Prolongez le texte sur l'entraîneur et ses athlètes en reprenant juste après sa dernière phrase.

:: TEXTE FOURNI ::

UN ENTRAÎNEUR PROGRESSE AVEC LES ATHLETES QU’IL COTOIE

Un entraîneur progresse avec les athlètes qu’il côtoie. Je reviens une nouvelle fois sur cette complicité réciproque. J’apporte à Alexis, mais Alexis m’apporte. Un entraîneur doit cibler les qualités et les défauts de son athlète et bien travailler autour. Je pense m’être amélioré à son contact, au niveau de l’entraînement. Quand j’étais athlète, je préparais un peu différemment la vitesse, par rapport à ce que je propose désormais à mes athlètes. On a trouvé ce qui fonctionne avec Alexis. A partir du moment où cela marche, on n’a pas le droit de dire que la méthode n’est pas bonne. Même si cela défraie la chronique. S’il y a des résultats, c’est qu’il y a des choses qui fonctionnent. Cela peut ne pas durer.

:::
:: DONNÉES AFFICHÉES ::

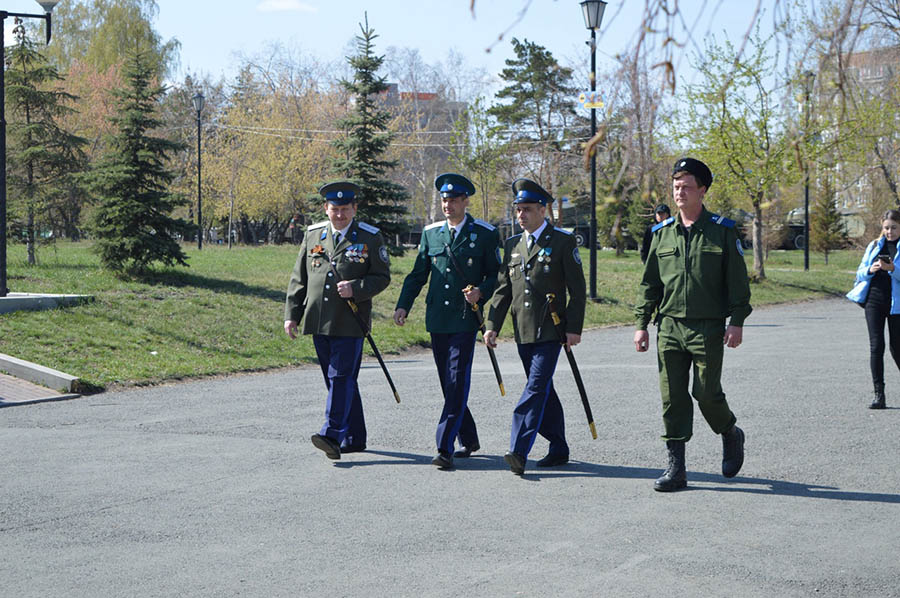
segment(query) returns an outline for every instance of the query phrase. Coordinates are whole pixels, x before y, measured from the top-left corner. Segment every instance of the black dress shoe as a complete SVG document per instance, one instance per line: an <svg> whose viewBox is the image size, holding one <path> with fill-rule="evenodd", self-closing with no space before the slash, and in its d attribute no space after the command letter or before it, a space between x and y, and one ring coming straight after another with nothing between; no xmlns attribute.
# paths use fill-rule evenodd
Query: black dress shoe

:::

RÉPONSE RÉDIGÉE:
ON N’A RIEN REVOLUTIONNE EN CINQUANTE ANS

Je suis entraîneur et licencié au DUC (Dijon Université Club). Il n’existe pas d’entraîneurs qui ne soient pas affiliés au club. Le titre d’entraîneur national n’existe pas. Un CTS, dans le cadre de sa fonction, c’est un coordinateur à l’échelon fédéral et non en entraîneur. Mais attention, ce sont des entraîneurs tout de même, capable de réfléchir et penser. Ils n’ont pas de mission d’entraînement mais ils sont capables d’entraîner. Ils sont d’ailleurs entraîneurs dans leur club, sur leur temps libre. Cela ne veut pas dire qu’ils n’ont pas de compétences. Je parle également avec les autres coachs. Cela dit, on ne va pas se mentir. On n’a rien révolutionné non plus. L’entraînement du coureur de demi-fond se fait dans un premier temps de manière empirique.

Quand on décortique ce qui fonctionnait il y a cinquante ans, alors qu’on n’avait pas toutes ces compétences et connaissances, on savait que ça fonctionnait sans savoir vraiment pourquoi. Aujourd’hui, on a progressé dans la connaissance du métabolisme et du corps humain. Le travail proposé il y a cinquante ans, fonctionne encore à peu près. La différence se fait davantage sur la complicité entraîneur entrainé. C’est un des points fondamentaux de la réussite. Aujourd’hui, on sait pourquoi les choses fonctionne bien, car on a acquis des connaissances, sur le corps humain et les filières énergétiques. On risque d’avoir encore plus d’innovation sur les entraînements, dans les années à venir, grâce à l’approfondissement de nos connaissances.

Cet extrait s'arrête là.